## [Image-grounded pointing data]
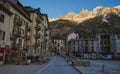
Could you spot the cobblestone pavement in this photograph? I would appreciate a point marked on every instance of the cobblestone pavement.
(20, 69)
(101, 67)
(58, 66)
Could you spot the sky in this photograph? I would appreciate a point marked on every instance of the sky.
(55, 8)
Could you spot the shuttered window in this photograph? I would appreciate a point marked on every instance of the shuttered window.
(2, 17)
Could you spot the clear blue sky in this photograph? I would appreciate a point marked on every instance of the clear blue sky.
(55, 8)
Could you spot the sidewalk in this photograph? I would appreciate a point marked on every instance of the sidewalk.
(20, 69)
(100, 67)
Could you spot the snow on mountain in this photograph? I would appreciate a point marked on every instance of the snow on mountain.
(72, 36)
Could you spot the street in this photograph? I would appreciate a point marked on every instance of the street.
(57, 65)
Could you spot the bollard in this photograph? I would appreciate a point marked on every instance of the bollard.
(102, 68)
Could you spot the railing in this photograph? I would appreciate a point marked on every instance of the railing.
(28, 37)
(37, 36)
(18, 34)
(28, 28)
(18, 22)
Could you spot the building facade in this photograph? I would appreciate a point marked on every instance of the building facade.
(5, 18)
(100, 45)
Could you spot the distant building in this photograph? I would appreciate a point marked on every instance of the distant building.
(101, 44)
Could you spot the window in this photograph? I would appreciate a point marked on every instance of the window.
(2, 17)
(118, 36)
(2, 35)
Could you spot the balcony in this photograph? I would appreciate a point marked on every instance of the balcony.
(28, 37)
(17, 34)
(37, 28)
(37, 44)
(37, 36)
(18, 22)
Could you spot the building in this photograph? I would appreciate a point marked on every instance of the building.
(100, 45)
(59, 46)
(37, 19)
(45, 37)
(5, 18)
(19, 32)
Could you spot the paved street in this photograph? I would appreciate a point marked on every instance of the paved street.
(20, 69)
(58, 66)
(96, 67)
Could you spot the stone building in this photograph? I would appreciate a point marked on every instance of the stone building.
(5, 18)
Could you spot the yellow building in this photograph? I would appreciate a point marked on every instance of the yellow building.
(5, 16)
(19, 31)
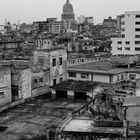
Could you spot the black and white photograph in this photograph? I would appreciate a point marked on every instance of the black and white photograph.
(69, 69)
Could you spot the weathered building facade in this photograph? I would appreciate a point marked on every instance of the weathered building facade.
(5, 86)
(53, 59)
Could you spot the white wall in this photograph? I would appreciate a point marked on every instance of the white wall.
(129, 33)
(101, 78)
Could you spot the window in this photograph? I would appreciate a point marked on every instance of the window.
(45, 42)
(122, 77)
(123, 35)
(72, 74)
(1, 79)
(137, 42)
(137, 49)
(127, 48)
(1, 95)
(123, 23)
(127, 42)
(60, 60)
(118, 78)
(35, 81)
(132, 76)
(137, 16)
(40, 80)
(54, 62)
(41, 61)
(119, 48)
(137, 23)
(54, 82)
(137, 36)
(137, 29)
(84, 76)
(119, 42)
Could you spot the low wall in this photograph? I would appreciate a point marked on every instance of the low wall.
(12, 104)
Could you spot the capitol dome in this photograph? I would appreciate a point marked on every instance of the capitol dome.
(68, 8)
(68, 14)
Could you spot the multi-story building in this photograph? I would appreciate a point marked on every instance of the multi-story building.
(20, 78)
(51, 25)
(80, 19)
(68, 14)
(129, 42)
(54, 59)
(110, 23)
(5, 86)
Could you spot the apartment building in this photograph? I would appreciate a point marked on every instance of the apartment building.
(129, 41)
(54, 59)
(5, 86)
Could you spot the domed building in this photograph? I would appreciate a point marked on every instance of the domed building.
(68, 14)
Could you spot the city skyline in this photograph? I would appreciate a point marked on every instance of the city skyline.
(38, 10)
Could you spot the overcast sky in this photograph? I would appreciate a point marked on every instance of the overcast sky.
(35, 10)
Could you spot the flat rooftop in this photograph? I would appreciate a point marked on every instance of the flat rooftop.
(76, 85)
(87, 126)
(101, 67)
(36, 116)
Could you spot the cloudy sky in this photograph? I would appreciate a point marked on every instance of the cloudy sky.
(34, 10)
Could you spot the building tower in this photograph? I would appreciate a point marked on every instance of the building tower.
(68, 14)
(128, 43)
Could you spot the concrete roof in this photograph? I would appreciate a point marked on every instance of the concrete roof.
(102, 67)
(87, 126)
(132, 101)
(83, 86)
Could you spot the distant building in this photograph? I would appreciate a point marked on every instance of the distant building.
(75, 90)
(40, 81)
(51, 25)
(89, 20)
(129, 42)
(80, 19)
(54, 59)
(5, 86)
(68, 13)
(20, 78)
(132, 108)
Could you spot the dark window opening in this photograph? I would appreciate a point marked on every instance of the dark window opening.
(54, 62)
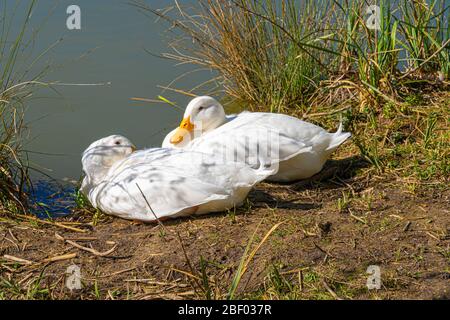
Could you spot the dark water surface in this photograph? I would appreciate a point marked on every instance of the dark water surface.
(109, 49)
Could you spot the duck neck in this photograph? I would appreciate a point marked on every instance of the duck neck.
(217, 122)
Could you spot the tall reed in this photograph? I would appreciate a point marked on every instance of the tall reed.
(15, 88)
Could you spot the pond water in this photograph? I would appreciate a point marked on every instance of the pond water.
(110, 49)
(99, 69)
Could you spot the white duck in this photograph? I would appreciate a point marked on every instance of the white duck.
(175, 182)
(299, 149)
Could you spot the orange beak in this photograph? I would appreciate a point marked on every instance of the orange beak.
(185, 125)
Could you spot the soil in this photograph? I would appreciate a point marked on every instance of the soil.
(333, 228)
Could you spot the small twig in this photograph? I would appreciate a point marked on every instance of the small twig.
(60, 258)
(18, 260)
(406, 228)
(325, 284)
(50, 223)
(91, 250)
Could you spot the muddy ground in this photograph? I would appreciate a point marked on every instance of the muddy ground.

## [Your instructions]
Output every line above exactly as it stands, and drop any picture.

## [Your response]
Could you spot the cobblestone pavement in this photograph? I would appreciate a point marked on every instance of the cobblestone pavement.
(20, 69)
(101, 67)
(58, 66)
Could you spot the sky in this photograph? I would appreciate a point marked on every instance of the sky.
(55, 8)
Could you spot the shuttered window in this photograph? I would appreciate a point marked on every instance of the shuttered window.
(2, 17)
Could you spot the clear blue sky in this photograph? I would appreciate a point marked on every instance of the clear blue sky.
(55, 8)
Could you spot the sidewalk in this photograph? I would appreciate a point marked on every instance of the sidewalk.
(20, 69)
(100, 67)
Could you spot the snow on mountain in this photograph? I would appreciate a point marked on every instance of the snow on mountain.
(72, 36)
Could you spot the street in this photograph? I would appreciate a point marked on every instance of the street.
(57, 65)
Could you spot the bollard in this photograph? I would appreciate a point marked on every instance of the bollard.
(102, 68)
Could you spot the railing in this photograph? I would appreciate a point marked on every instance of the railing.
(28, 37)
(37, 36)
(18, 34)
(28, 28)
(18, 22)
Could you spot the building facade in this photograph? I would appreciate a point marked on every instance of the building facade.
(5, 18)
(100, 45)
Could you spot the distant building in this photograph? I would appreciate a point marked on every instance of the distant building.
(101, 44)
Could you spot the window in this photograph? I would appreciate a point marked on every instance of the window.
(2, 17)
(118, 36)
(2, 35)
Could you spot the balcony in this photograph? I would appreciate a point marked on every instance of the balcony.
(28, 37)
(17, 34)
(37, 28)
(37, 44)
(37, 36)
(18, 22)
Could you spot the building in this photograph? I would appreciate a point marked on every instance of the building.
(100, 45)
(59, 46)
(37, 19)
(45, 37)
(5, 18)
(19, 32)
Could you spot the paved street in this photograph? I would appreciate a point marked on every instance of the paved street.
(20, 69)
(58, 66)
(96, 67)
Could you spot the stone building in this photograph? I would appreciate a point marked on every instance of the stone building.
(5, 18)
Could you spot the yellow building in this photograph? I would appreciate a point marked on every instance of the yellow building.
(5, 16)
(19, 31)
Could you spot the black and white photograph in this photograph? I would appreciate a point marked on every instance of the black and white photograph.
(69, 69)
Could you spot the weathered building facade in this photograph? I would appreciate a point marked on every instance of the weathered building facade.
(5, 86)
(53, 59)
Could you spot the white wall in this photograph? I would appreciate a point marked on every instance of the white wall.
(129, 33)
(101, 78)
Could you spot the window in this photograph? I would appreciate a point marked on every instance of the window.
(45, 42)
(122, 77)
(123, 35)
(72, 74)
(1, 79)
(137, 42)
(137, 49)
(127, 48)
(1, 95)
(123, 23)
(127, 42)
(60, 60)
(118, 78)
(35, 81)
(132, 76)
(137, 16)
(40, 80)
(54, 62)
(41, 61)
(119, 48)
(137, 23)
(54, 82)
(137, 36)
(137, 29)
(84, 76)
(119, 42)
Could you spot the low wall in this photograph? I would appreciate a point marked on every instance of the low wall.
(12, 104)
Could you spot the capitol dome in this photograph? I would appreciate a point marked on every instance of the capitol dome.
(68, 8)
(68, 14)
Could you spot the multi-story building in this photograph? I would appreciate a point marked on every instance of the multi-story building.
(20, 78)
(51, 25)
(80, 19)
(68, 14)
(129, 42)
(54, 59)
(110, 23)
(5, 86)
Could you spot the apartment building in this photograph? I would appreciate a point marked on every instance of the apartment building.
(129, 41)
(54, 59)
(5, 86)
Could you spot the domed building in this photograph? I would appreciate a point marked on every instance of the domed building.
(68, 14)
Could you spot the city skyline in this photograph? I would appreciate a point marked on every instance of the city skyline.
(38, 10)
Could you spot the overcast sky in this photograph? I would appreciate a point marked on every instance of the overcast sky.
(35, 10)
Could you spot the flat rooftop in this photograph? I would appreciate a point marked on every instance of the flat rooftop.
(76, 85)
(87, 126)
(101, 67)
(36, 116)
Could you spot the cloudy sky in this photograph? I would appreciate a point marked on every instance of the cloudy sky.
(34, 10)
Could you spot the building tower in this photograph? I would appreciate a point marked on every instance of the building tower.
(68, 14)
(128, 43)
Could you spot the concrete roof in this photograph? I would appreciate a point marked on every instance of the concrete roof.
(102, 67)
(87, 126)
(132, 101)
(83, 86)
Could you spot the distant building in this photograph? I would appreciate a point marked on every instance of the distant building.
(75, 90)
(40, 81)
(51, 25)
(89, 20)
(129, 42)
(80, 19)
(54, 59)
(5, 86)
(68, 13)
(20, 78)
(132, 108)
Could you spot the dark window opening in this photograph? I would appreciate a point marked on every instance of the dark window opening.
(54, 62)
Could you spot the dark water surface in this photograph? I would appreciate a point marked on every instance of the dark water surface.
(109, 49)
Could you spot the duck neck in this photograph? I would appreciate a point marked on every instance of the duck neck.
(217, 122)
Could you spot the tall reed in this photograph? I would appreciate a point marked on every instance of the tall reed.
(15, 88)
Could you spot the pond water in this photograph? I would appreciate a point marked on every instance of the pond water.
(110, 49)
(99, 69)
Could you spot the white duck in this photograph? I would appreciate a point marked on every instance of the white duck.
(175, 182)
(299, 149)
Could you spot the orange beak in this photograph? I would appreciate a point marked on every instance of the orange beak.
(185, 125)
Could you spot the soil in this photograph? I would appreciate a point marked on every instance of the soil.
(333, 228)
Could you spot the small twig in this photograph? I would appreciate a point marked on every instance of the small twig.
(60, 258)
(18, 260)
(406, 228)
(325, 284)
(50, 223)
(91, 250)
Could you spot the muddy ground in this photograph? I would appreciate a point marked on every instance of the muddy ground.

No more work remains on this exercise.